## Exercise goal
Starting at the line that contains "Confirm that each instance of the group" and going through the end of the material, write those lines out again with "keypoint" swapped for "marker" and nothing else changed.
* START Record list *
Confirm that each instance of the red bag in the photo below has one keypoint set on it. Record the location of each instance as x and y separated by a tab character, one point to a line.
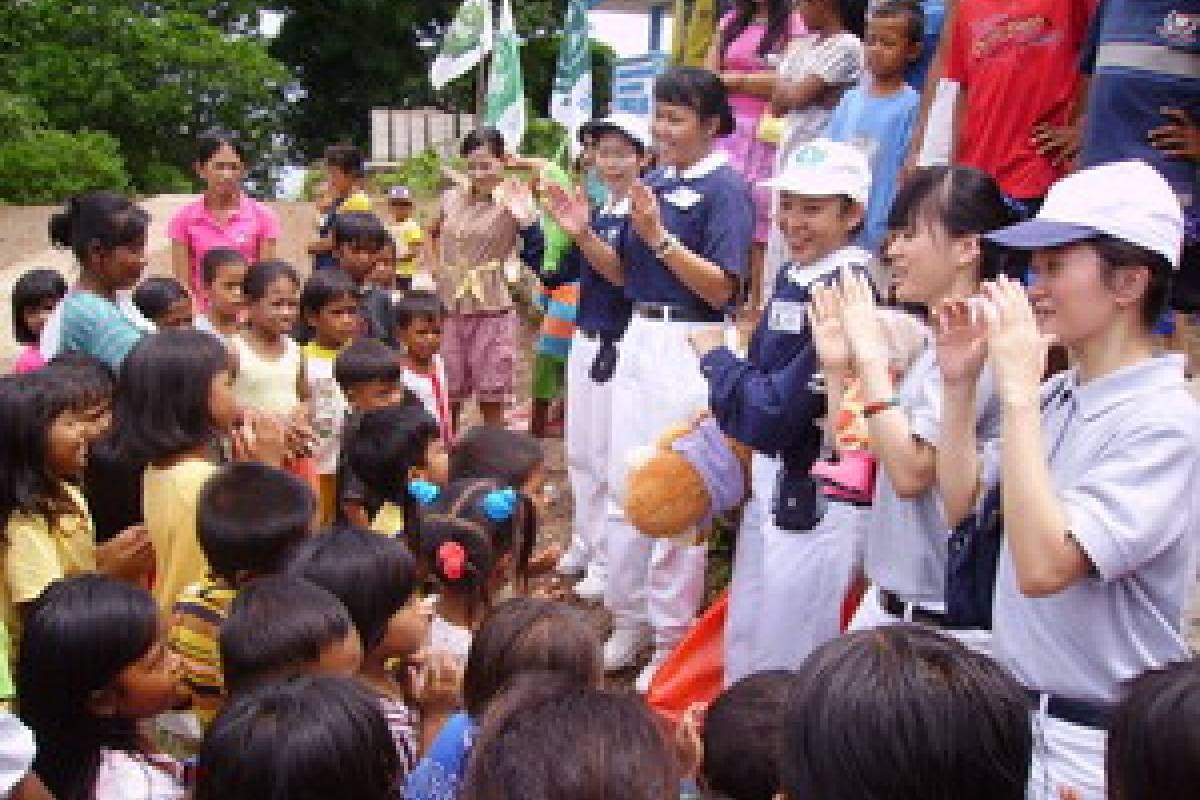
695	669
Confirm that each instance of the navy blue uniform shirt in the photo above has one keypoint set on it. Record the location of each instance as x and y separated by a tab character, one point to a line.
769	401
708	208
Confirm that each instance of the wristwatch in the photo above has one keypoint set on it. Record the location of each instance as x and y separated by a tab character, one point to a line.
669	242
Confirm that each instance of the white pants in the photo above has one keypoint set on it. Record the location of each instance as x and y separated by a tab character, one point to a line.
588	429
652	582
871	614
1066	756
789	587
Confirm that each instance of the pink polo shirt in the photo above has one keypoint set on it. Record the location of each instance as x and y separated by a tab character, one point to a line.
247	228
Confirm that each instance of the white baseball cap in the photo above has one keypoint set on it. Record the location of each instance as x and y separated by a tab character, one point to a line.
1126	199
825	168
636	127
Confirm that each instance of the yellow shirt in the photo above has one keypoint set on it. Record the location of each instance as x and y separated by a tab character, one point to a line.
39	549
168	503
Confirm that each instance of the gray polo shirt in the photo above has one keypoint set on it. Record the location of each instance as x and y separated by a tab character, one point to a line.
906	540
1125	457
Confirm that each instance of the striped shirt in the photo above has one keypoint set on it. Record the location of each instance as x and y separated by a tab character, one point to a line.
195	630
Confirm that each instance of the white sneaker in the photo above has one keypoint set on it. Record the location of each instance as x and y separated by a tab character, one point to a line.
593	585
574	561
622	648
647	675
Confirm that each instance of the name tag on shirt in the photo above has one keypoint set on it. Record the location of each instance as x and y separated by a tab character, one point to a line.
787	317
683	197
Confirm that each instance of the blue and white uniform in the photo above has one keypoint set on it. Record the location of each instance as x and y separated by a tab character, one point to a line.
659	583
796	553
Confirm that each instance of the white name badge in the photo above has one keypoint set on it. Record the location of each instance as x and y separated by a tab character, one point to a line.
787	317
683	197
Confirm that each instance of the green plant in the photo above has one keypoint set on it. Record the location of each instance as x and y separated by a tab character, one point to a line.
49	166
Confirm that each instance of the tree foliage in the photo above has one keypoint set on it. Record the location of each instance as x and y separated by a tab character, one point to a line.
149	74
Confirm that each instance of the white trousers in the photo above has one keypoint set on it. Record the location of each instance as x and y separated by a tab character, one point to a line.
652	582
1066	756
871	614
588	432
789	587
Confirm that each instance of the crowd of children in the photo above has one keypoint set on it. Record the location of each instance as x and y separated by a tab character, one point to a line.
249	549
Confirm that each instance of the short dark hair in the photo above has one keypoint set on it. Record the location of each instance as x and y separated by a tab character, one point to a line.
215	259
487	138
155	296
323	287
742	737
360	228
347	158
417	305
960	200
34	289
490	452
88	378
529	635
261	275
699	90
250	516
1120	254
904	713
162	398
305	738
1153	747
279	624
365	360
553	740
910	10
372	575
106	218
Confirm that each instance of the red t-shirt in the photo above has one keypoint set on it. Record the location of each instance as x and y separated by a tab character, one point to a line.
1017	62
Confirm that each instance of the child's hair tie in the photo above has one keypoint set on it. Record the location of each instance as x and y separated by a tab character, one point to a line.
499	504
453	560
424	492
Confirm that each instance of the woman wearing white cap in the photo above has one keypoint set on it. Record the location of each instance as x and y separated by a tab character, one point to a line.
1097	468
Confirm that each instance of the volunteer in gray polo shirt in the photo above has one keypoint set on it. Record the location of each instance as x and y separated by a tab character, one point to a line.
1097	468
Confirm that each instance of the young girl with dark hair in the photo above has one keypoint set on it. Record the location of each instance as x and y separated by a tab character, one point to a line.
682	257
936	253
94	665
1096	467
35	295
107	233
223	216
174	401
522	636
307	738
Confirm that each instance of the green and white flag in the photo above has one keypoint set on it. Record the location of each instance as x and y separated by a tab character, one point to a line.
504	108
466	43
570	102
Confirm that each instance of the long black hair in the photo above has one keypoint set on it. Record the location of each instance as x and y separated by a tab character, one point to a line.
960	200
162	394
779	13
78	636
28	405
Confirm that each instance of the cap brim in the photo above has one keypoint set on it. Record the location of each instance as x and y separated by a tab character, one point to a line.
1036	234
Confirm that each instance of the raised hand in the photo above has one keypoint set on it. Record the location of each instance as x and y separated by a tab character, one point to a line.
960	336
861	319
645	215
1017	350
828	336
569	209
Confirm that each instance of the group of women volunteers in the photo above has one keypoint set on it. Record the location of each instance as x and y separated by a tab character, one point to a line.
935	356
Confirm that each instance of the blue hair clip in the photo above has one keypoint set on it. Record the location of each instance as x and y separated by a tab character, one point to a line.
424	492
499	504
* END Record list *
## Result
Confirm that each instance of the group of women volunteers in the photo above has one marker set on it. Record the location of each instance as x and y separated by a tab character, one point to a line.
935	356
Confirm that each instance of the blue hair clip in the photo above has one marker set on it. Record the location of each instance as x and y separated by a tab character, one point to a line.
424	492
499	504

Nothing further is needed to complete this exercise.